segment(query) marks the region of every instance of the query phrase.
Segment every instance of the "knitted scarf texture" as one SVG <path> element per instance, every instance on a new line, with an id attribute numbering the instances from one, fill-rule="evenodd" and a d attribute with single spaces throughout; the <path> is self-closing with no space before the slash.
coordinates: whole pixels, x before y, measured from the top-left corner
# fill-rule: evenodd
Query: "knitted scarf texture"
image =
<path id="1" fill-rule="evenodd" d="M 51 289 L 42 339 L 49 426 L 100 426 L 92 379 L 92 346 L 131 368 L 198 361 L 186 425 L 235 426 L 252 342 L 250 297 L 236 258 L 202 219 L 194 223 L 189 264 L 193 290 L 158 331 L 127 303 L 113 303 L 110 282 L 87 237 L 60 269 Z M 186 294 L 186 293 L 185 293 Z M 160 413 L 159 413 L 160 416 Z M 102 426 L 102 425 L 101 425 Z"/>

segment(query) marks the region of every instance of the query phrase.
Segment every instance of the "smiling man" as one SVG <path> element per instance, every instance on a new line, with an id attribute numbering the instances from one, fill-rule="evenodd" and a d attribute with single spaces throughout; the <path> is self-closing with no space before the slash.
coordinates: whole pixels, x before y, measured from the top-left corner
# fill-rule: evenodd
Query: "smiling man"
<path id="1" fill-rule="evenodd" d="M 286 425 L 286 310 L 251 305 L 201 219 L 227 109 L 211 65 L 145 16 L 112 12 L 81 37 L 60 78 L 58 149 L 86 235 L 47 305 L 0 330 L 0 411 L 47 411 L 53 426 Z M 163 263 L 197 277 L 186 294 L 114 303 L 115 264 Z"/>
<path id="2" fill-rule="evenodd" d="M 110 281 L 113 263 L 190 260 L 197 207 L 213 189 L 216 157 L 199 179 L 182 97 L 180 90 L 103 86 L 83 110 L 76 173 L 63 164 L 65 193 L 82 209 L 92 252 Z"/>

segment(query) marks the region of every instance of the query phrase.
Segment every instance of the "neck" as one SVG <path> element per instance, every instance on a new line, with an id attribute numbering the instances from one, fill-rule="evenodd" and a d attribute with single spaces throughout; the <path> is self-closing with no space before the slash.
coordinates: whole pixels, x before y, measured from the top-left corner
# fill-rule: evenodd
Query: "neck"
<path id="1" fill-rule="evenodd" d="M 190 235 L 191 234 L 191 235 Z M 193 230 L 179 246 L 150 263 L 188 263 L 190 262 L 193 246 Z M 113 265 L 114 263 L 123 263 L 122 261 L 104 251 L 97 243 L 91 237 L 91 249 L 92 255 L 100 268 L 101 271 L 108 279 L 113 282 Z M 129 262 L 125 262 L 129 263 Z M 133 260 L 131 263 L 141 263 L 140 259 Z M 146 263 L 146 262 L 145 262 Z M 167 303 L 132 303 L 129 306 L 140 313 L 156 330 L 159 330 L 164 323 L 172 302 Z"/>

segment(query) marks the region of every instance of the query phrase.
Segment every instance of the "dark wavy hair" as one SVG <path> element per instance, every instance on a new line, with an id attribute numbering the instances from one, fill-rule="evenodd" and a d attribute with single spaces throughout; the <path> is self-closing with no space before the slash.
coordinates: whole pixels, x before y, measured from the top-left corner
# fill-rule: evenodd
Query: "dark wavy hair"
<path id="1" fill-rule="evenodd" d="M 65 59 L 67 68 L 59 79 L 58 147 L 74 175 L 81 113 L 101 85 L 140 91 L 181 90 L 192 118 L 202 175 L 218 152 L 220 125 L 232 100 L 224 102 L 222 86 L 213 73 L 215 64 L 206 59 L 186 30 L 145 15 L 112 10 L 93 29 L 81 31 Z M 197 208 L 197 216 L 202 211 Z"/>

• • • • •

- _Exercise objective_
Each line of the material should be duplicated exactly, please.

- _Exercise solution_
segment(query) marks the region of every instance of the query phrase.
Segment every instance of the "knitted scarf texture" as one SVG <path> element per instance, every instance on a new line, with an id attribute numbering the instances from one, fill-rule="evenodd" and a d attribute with single spaces throughout; the <path> is self-closing with no space before the slash.
coordinates: whole pixels, x before y, measured from the top-left corner
# fill-rule: evenodd
Query: "knitted scarf texture"
image =
<path id="1" fill-rule="evenodd" d="M 51 289 L 42 339 L 49 426 L 100 426 L 92 379 L 92 346 L 131 368 L 198 361 L 186 425 L 235 426 L 252 342 L 250 297 L 236 258 L 202 219 L 194 223 L 189 264 L 193 290 L 158 331 L 127 303 L 113 303 L 110 282 L 87 237 L 60 269 Z M 186 294 L 186 293 L 185 293 Z M 160 413 L 159 413 L 160 416 Z M 102 426 L 102 425 L 101 425 Z"/>

segment(query) marks the region of every instance of the query phrase.
Segment every instance of the "smiling man" as one SVG <path> element per instance, every instance on a new line, with an id attribute numbering the instances from one, fill-rule="evenodd" and a d attribute with single spaces throughout; the <path> is self-closing with no space before the slash.
coordinates: whole pixels, x before y, measured from the top-left corner
# fill-rule: evenodd
Query: "smiling man"
<path id="1" fill-rule="evenodd" d="M 286 425 L 286 310 L 251 305 L 201 219 L 227 109 L 211 65 L 145 16 L 112 12 L 81 37 L 60 78 L 58 149 L 86 235 L 47 305 L 0 330 L 0 411 L 47 411 L 53 426 Z M 163 263 L 197 277 L 186 294 L 114 303 L 115 264 Z"/>
<path id="2" fill-rule="evenodd" d="M 110 281 L 113 263 L 190 260 L 197 207 L 213 189 L 216 157 L 199 179 L 182 97 L 180 90 L 103 86 L 83 110 L 76 173 L 63 164 L 65 193 L 82 209 L 92 252 Z"/>

segment(query) marks the region of every instance of the query phrase.
Segment every instance of the "neck" as one SVG <path> element per instance, every instance on a new line, with an id attribute numbering the instances from one, fill-rule="evenodd" and a d attribute with single spaces throughout; the <path> is self-closing with no space before the slash.
coordinates: whole pixels, x before y, measured from the top-left corner
# fill-rule: evenodd
Query: "neck"
<path id="1" fill-rule="evenodd" d="M 190 235 L 191 234 L 191 235 Z M 193 230 L 179 246 L 150 263 L 188 263 L 190 262 L 193 246 Z M 113 265 L 114 263 L 123 263 L 122 261 L 104 251 L 97 243 L 91 237 L 91 249 L 92 255 L 100 268 L 101 271 L 108 279 L 113 282 Z M 129 262 L 125 262 L 129 263 Z M 133 260 L 131 263 L 141 263 L 140 259 Z M 146 263 L 146 262 L 145 262 Z M 167 303 L 132 303 L 129 306 L 140 313 L 156 330 L 159 330 L 164 323 L 172 302 Z"/>

segment(query) marks the region of every instance of the query phrase.
Segment every instance of the "dark wavy hair" as one SVG <path> element per instance, every instance on a new line, with an id attribute numbering the instances from one, fill-rule="evenodd" and a d attribute with single spaces throughout; the <path> is self-closing with no space before the slash.
coordinates: whole pixels, x before y, measured from the top-left corner
# fill-rule: evenodd
Query: "dark wavy hair"
<path id="1" fill-rule="evenodd" d="M 65 59 L 67 68 L 59 79 L 58 147 L 74 175 L 81 113 L 101 85 L 140 91 L 181 90 L 192 118 L 202 175 L 218 152 L 220 125 L 232 100 L 224 102 L 222 86 L 213 73 L 215 64 L 206 59 L 186 30 L 145 15 L 112 10 L 93 29 L 81 31 Z M 197 208 L 197 216 L 202 211 Z"/>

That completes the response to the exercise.